- [Data supplied]:
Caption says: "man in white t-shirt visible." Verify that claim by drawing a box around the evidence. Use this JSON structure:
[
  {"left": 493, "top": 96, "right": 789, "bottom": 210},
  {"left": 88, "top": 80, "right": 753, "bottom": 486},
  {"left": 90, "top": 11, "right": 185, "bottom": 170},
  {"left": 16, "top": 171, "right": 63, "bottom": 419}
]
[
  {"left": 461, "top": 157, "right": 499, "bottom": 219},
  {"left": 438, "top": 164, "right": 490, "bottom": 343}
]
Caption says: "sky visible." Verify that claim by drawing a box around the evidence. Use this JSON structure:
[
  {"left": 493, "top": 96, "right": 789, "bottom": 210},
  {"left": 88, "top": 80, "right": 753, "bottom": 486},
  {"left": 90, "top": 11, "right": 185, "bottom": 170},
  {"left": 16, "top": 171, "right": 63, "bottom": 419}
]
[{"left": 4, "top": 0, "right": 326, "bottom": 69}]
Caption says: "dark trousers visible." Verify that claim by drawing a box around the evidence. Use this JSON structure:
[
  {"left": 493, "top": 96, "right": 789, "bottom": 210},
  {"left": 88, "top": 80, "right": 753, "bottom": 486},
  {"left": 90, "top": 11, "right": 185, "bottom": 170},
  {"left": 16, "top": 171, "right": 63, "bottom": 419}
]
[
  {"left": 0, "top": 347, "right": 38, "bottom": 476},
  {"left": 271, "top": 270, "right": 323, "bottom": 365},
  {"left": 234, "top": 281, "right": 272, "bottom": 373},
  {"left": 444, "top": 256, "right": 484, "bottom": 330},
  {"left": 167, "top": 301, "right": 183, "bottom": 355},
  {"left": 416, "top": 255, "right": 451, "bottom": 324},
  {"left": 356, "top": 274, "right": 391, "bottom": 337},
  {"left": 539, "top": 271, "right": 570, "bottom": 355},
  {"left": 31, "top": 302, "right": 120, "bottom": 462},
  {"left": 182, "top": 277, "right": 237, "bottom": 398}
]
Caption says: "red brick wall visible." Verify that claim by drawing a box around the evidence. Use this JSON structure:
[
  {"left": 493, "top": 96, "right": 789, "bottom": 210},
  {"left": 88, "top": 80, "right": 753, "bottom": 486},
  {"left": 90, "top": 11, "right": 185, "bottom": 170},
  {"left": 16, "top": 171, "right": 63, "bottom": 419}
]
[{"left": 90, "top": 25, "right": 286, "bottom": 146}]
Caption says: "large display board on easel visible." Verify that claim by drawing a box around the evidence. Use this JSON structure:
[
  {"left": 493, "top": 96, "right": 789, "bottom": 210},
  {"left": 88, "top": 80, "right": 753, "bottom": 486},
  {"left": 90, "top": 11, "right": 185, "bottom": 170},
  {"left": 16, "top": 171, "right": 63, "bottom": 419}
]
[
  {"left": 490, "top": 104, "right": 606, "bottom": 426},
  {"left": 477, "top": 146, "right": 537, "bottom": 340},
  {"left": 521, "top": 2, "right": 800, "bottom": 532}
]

- [Task description]:
Within the listing above, filter for lines holding the string "says" and copy each one.

- [Written response]:
Caption says: "man in white t-shirt visible." Verify that claim by drawing a box around the evidence. Use this JSON structure:
Caption says: "sky visible." Verify that claim by drawing a box around the evidence. Use this JSON structure:
Caption says: "dark trousers visible." Verify that claim by drawing a box around the evidence. Use this JSON structure:
Caption says: "red brick wall visible." Verify that claim by drawing a box around the evidence. Use this JSON structure:
Caption says: "large display board on easel visible." Verify that claim by drawing a box around the evidence. Use this JSON structure:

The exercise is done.